* **AIM**
Copy out all the records exactly.

* **RECORDS FOR THE EXERCISE**
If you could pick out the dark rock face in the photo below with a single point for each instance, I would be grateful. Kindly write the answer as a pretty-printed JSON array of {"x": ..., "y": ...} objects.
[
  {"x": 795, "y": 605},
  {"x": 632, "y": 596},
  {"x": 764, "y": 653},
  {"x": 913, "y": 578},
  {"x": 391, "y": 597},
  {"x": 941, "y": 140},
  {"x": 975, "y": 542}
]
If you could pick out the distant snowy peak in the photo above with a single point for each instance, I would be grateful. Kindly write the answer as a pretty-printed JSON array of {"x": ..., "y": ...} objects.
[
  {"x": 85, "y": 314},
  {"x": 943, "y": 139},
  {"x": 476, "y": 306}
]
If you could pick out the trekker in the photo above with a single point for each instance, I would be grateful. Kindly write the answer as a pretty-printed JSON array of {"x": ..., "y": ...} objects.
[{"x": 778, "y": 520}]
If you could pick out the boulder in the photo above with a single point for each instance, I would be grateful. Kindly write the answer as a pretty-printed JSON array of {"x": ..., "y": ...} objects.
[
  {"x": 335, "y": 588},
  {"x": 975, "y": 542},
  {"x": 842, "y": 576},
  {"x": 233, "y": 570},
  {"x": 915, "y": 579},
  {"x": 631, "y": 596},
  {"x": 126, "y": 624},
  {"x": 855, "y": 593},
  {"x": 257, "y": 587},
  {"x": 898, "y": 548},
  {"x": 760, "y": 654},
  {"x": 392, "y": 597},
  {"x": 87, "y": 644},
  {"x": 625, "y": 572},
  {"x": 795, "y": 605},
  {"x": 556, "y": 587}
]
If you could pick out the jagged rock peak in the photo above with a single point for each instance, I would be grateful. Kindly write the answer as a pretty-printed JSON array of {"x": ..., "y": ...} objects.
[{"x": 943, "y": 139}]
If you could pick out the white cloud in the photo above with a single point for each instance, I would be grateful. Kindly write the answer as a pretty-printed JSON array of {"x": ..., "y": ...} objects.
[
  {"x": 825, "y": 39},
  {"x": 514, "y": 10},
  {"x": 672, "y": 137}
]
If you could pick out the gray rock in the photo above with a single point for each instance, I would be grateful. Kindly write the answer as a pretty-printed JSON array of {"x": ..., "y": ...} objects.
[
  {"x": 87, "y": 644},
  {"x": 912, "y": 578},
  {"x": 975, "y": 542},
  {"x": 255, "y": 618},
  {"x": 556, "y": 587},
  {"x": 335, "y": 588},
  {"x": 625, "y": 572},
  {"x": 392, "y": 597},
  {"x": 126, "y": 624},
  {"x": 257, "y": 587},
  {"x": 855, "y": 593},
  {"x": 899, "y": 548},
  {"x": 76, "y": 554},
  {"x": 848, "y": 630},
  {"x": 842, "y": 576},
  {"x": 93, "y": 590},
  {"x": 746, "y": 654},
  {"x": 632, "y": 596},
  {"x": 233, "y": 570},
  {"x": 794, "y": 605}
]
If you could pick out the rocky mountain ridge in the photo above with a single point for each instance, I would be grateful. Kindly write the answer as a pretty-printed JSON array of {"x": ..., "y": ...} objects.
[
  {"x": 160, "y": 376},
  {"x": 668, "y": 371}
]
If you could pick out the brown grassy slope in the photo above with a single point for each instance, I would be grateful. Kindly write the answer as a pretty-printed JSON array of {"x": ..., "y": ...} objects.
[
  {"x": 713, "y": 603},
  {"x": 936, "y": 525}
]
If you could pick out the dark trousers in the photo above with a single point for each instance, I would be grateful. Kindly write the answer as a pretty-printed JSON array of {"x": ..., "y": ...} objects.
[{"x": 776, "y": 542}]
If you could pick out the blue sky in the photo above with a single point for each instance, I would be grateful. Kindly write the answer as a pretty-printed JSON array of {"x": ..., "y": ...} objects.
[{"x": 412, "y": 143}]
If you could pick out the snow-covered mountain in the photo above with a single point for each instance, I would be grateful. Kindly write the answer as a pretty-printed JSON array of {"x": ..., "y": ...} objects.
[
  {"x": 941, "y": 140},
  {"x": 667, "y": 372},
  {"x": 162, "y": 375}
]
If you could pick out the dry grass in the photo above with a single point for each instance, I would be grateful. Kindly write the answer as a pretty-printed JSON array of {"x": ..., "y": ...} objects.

* **THE RESULT**
If you could pick out the dark rock face in the photo below with a single point for each instance, I would be grateful. Kindly write the answer as a pretty-printed JSON array of {"x": ..., "y": ...} objects.
[
  {"x": 795, "y": 605},
  {"x": 632, "y": 596},
  {"x": 764, "y": 653},
  {"x": 913, "y": 578},
  {"x": 391, "y": 597},
  {"x": 941, "y": 140},
  {"x": 975, "y": 542}
]
If you could pick out the distant snowy peak in the photo above with a single point for each instance, I would be grateful. Kindly write the answer as a pretty-printed JSON array of {"x": ..., "y": ...} objects.
[
  {"x": 85, "y": 314},
  {"x": 943, "y": 139},
  {"x": 476, "y": 306}
]
If you could pick out the trekker in the photo above with a single point for each instance, I would be grateful. Kindly write the answer as a pretty-printed JSON array of {"x": ..., "y": ...} objects.
[{"x": 778, "y": 520}]
If you could pick out the boulder in the photo above with a single point for each instance, I would be grateful. Kindly write the answer as a pretty-printed JSON array of {"x": ..., "y": ...} objects.
[
  {"x": 335, "y": 588},
  {"x": 975, "y": 542},
  {"x": 842, "y": 576},
  {"x": 233, "y": 570},
  {"x": 915, "y": 579},
  {"x": 631, "y": 596},
  {"x": 126, "y": 624},
  {"x": 855, "y": 593},
  {"x": 257, "y": 587},
  {"x": 898, "y": 548},
  {"x": 760, "y": 654},
  {"x": 392, "y": 597},
  {"x": 87, "y": 644},
  {"x": 625, "y": 572},
  {"x": 795, "y": 605},
  {"x": 556, "y": 587}
]
If you could pick out the jagged rock peak in the photo above with a single point for each instance, I would be grateful. Kindly write the answer as a pretty-printed JSON array of {"x": ..., "y": ...} objects.
[{"x": 943, "y": 139}]
If you could pick out the white cloud in the photo above with a single point for each instance, I would be grateful. Kindly write the answer as a pretty-printed JSON array of {"x": ..., "y": ...} objects.
[
  {"x": 825, "y": 39},
  {"x": 514, "y": 10},
  {"x": 672, "y": 137}
]
If you could pick out the gray rock in the photo above with a single point for each instance, I would be grateful. Kindly write the answer as a pretty-printed JSON array of {"x": ..., "y": ...} objects.
[
  {"x": 87, "y": 644},
  {"x": 912, "y": 578},
  {"x": 975, "y": 542},
  {"x": 255, "y": 618},
  {"x": 556, "y": 587},
  {"x": 335, "y": 588},
  {"x": 625, "y": 572},
  {"x": 392, "y": 597},
  {"x": 126, "y": 624},
  {"x": 257, "y": 587},
  {"x": 855, "y": 593},
  {"x": 899, "y": 548},
  {"x": 76, "y": 554},
  {"x": 848, "y": 630},
  {"x": 842, "y": 576},
  {"x": 93, "y": 590},
  {"x": 746, "y": 654},
  {"x": 632, "y": 596},
  {"x": 233, "y": 570},
  {"x": 794, "y": 605}
]
If you could pick out the rocky mountain ridge in the photo above with a single point for each instance, I would be grateful. Kindly write the answer as a pretty-printed JSON array of {"x": ..., "y": ...} objects.
[
  {"x": 160, "y": 376},
  {"x": 668, "y": 371}
]
If you could pick out the brown grassy slope in the photo above with a single point for each instance, I would be grateful. Kindly write the answer as a pretty-printed JSON array of {"x": ..., "y": ...} objects.
[
  {"x": 713, "y": 603},
  {"x": 936, "y": 525}
]
If you could pick out the dark trousers in the photo above with a single point for each instance, I would be grateful. Kindly write the answer as a pretty-printed JSON array of {"x": ..., "y": ...} objects.
[{"x": 776, "y": 542}]
If you could pick out the blue sky in the photo above with a single point for each instance, I would be grateful. Kindly write the answer as a pretty-printed JSON array of {"x": ..., "y": ...} objects.
[{"x": 412, "y": 143}]
If you could pick out the snow-covered mountain in the photo above with a single point for each instance, I would be grateful. Kindly write the answer as a pretty-printed JSON array of {"x": ..., "y": ...} objects.
[
  {"x": 941, "y": 140},
  {"x": 667, "y": 372},
  {"x": 162, "y": 375}
]
If you could pick out the dry grass in the photo above with a single point for each instance, I would be grateful. Kindly write the answer as a pretty-printed JSON array of {"x": ..., "y": ...} objects.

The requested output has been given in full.